(Document passage)

Environment 'affects dementia'
Experts have created a shortlist of environmental factors that may contribute to our risk of developing dementia, which affects 55,000 people in Ireland.
The list includes exposure to air pollution and a lack of vitamin D - but researchers caution that the evidence is not yet sufficient to draw solid conclusions.
It comes as the HSE today launches a new campaign 'Understand Together' aimed at inspiring people to stand together with the 500,000 whose lives have been touched by dementia.
A HSE spokeswoman said there are over 4,000 under-65s living with dementia and each year another 4,000 are diagnosed.
Dementia is known to be associated with lifestyle factors such as high blood pressure in mid-life, smoking, diabetes, obesity, depression and low educational attainment, as well as genetic factors.
These risk factors however, leave around a third of dementia risks unexplained. Research led by the University of Edinburgh sought to determine whether other issues are at play, including the environment in which we live. Dozens of previous studies have considered environmental risk factors linked to dementia. They found that a lack of vitamin D - produced by the body through exposure to sunlight - and exposure to air pollution were implicated, along with occupational exposure to some types of pesticide. Excessive levels of minerals found in drinking water may also be linked to the disease.

(Directions)
(a) According to the article on environment and dementia, how many people in Ireland does dementia affect?
(b) Reproduce the stretch of the dementia article from "The list includes" through "draw solid conclusions.", word for word.

Free-text object descriptions:
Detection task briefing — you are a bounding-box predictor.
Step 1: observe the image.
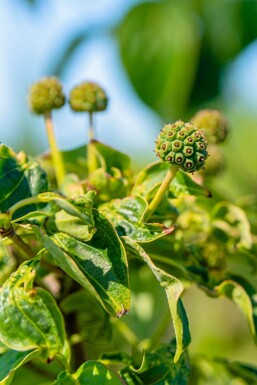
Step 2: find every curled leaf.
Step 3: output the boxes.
[0,260,68,360]
[122,237,191,362]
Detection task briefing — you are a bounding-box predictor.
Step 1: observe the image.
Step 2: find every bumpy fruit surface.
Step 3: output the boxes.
[70,82,108,112]
[191,109,229,144]
[29,77,65,115]
[155,120,208,172]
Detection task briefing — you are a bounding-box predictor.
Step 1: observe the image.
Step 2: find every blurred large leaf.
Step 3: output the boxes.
[190,0,257,106]
[215,279,257,343]
[0,144,48,215]
[121,343,190,385]
[35,210,130,316]
[118,0,200,119]
[122,237,191,362]
[0,349,40,385]
[0,260,69,360]
[188,357,257,385]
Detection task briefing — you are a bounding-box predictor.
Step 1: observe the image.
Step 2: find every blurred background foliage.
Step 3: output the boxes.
[0,0,257,378]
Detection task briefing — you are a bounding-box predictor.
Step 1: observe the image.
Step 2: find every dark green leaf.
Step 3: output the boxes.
[132,161,211,202]
[99,196,175,243]
[53,361,125,385]
[122,237,191,362]
[0,144,48,215]
[121,344,190,385]
[0,260,69,360]
[35,210,130,316]
[0,349,40,385]
[118,1,200,119]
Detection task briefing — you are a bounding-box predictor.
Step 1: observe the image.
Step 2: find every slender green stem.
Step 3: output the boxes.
[144,165,179,221]
[88,112,95,141]
[1,226,37,258]
[45,111,65,188]
[87,112,97,174]
[112,319,139,348]
[8,196,44,220]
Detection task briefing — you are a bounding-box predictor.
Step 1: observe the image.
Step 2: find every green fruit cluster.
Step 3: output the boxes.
[29,77,65,115]
[155,120,208,172]
[191,109,229,144]
[70,82,108,112]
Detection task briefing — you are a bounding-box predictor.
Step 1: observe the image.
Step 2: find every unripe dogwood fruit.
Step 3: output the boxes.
[70,82,108,112]
[191,109,229,144]
[155,120,208,172]
[29,77,65,115]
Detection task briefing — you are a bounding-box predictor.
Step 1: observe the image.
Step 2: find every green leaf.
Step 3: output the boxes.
[46,191,96,242]
[189,356,257,385]
[92,140,130,173]
[131,161,211,202]
[215,279,257,343]
[99,196,175,243]
[53,361,125,385]
[87,167,129,203]
[60,290,112,345]
[0,243,15,285]
[122,237,191,362]
[118,1,201,119]
[0,144,48,215]
[0,349,40,385]
[0,260,68,360]
[212,202,253,249]
[35,210,130,317]
[61,174,84,198]
[120,344,190,385]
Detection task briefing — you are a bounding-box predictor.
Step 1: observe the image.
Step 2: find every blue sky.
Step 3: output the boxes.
[0,0,257,162]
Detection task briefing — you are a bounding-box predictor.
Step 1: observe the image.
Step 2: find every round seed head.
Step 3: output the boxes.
[155,120,208,172]
[191,109,229,144]
[29,77,65,115]
[70,82,108,112]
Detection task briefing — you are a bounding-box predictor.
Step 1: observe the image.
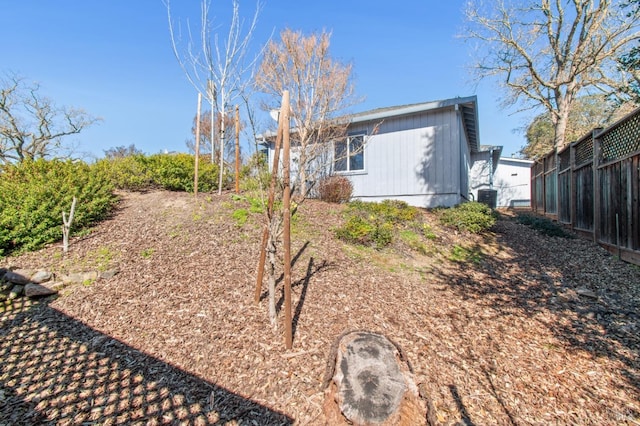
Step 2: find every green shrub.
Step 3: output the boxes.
[0,160,116,254]
[336,216,393,248]
[96,154,225,192]
[437,201,496,234]
[335,200,420,249]
[318,176,353,204]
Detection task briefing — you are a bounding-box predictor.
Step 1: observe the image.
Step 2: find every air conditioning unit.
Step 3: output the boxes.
[478,189,498,209]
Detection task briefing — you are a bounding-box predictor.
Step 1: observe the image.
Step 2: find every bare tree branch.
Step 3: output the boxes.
[165,0,262,193]
[0,75,100,163]
[464,0,640,147]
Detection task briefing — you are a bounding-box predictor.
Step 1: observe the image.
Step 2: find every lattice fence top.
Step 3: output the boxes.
[600,114,640,163]
[575,138,593,166]
[544,152,556,171]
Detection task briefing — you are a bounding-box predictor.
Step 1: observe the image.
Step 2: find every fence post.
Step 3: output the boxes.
[569,142,578,230]
[591,129,602,243]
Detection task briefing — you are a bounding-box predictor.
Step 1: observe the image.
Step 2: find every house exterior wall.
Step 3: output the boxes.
[494,157,533,207]
[470,156,533,207]
[341,108,469,207]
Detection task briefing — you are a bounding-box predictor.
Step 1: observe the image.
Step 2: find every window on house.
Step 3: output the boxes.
[333,135,364,172]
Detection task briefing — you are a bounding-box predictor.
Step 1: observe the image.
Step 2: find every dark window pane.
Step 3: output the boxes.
[349,136,364,171]
[333,142,347,172]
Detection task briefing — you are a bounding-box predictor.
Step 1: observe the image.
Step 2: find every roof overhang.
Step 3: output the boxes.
[258,96,481,152]
[349,96,480,152]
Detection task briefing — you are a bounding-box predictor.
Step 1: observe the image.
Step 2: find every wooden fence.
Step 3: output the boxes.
[531,109,640,265]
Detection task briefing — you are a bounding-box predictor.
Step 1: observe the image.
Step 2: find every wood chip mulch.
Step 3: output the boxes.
[0,192,640,425]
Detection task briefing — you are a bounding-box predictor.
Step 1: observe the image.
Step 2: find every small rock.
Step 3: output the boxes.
[31,271,53,284]
[4,269,33,285]
[24,283,57,297]
[47,281,65,291]
[576,287,598,299]
[9,284,24,300]
[558,289,578,303]
[100,268,120,280]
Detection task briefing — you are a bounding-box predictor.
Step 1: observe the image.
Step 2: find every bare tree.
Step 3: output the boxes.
[256,29,364,198]
[165,0,262,194]
[186,107,235,162]
[464,0,640,147]
[104,144,143,158]
[520,95,634,160]
[0,75,99,164]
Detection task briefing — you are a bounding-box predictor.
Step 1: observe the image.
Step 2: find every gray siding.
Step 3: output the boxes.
[347,108,469,207]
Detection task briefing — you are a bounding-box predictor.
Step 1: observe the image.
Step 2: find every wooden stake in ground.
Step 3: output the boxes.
[236,105,240,194]
[62,197,76,253]
[255,101,282,303]
[193,92,202,198]
[281,90,293,349]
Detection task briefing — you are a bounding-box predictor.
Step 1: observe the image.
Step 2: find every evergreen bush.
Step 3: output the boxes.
[437,201,496,234]
[0,160,117,255]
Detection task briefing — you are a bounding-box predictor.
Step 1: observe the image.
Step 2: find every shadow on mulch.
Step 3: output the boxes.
[436,220,640,390]
[0,299,293,425]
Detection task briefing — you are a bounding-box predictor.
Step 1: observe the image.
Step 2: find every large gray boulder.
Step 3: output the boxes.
[324,331,427,425]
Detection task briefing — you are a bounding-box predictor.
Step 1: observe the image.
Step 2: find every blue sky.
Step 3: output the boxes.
[0,0,529,161]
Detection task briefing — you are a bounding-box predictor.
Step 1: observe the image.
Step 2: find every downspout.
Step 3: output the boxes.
[489,146,495,189]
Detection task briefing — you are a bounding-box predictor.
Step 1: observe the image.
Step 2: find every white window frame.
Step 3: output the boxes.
[333,132,367,174]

(Exercise results)
(a) 55,000 people

(b)
The list includes exposure to air pollution and a lack of vitamin D - but researchers caution that the evidence is not yet sufficient to draw solid conclusions.